- _Set task_: Gather every line of the listing below that contains the string "bush", matching case exactly, and copy each one out.

- _Excerpted data_:
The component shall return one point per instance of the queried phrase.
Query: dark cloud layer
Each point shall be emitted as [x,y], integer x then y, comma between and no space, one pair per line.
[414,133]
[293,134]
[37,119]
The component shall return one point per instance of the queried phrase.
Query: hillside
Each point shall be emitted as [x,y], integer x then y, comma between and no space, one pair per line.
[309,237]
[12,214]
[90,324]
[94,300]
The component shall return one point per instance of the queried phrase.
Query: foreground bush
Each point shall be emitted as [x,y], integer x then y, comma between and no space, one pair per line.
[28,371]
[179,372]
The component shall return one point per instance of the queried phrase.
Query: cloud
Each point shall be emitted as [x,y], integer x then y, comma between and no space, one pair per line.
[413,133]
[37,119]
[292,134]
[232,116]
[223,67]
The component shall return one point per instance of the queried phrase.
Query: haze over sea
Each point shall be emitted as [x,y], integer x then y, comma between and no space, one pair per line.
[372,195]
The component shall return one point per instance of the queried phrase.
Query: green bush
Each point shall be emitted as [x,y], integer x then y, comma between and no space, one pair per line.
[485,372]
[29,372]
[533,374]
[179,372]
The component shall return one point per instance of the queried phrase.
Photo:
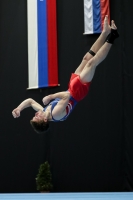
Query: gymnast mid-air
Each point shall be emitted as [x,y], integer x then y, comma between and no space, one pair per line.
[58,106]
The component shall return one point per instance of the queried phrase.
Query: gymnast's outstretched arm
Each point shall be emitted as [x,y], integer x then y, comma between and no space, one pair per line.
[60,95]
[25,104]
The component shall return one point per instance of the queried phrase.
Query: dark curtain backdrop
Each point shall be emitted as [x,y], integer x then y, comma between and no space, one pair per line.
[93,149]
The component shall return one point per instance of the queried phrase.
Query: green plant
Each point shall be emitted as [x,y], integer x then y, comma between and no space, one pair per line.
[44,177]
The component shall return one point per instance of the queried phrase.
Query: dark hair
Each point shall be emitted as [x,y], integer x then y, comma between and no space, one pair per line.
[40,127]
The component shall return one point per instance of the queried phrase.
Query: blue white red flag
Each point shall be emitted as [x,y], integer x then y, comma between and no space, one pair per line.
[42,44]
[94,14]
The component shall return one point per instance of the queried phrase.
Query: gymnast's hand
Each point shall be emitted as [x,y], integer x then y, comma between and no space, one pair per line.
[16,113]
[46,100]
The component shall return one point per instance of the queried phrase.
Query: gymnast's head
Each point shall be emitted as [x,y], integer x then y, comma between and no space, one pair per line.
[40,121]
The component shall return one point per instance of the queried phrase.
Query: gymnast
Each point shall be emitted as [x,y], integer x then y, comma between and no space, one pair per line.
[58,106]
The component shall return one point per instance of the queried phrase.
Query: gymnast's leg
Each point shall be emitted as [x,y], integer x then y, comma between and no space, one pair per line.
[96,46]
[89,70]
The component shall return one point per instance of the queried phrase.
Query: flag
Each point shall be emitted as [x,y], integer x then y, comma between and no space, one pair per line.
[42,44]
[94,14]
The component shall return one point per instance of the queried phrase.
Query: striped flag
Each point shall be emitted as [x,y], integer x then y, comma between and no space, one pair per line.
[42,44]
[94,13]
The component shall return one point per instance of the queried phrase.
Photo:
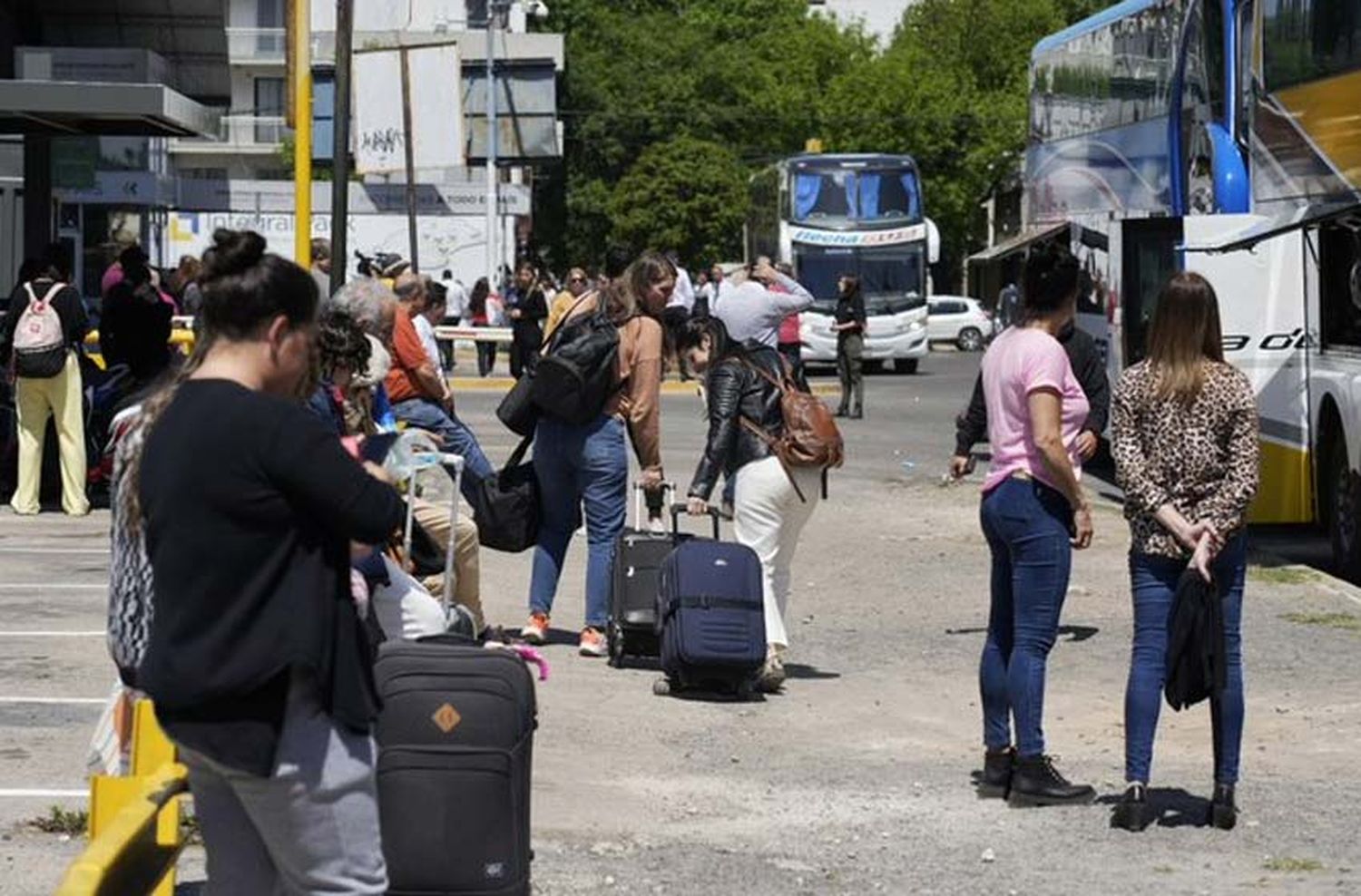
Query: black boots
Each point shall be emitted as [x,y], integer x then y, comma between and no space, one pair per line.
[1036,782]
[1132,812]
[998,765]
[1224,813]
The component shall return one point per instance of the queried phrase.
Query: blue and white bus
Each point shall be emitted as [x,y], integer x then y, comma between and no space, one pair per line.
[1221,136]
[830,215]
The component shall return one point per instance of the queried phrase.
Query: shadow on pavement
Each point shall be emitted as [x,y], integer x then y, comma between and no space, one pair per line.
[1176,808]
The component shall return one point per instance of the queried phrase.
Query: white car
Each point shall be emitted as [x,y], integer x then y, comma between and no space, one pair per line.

- _Task solution_:
Query: foreground bush
Query: green bush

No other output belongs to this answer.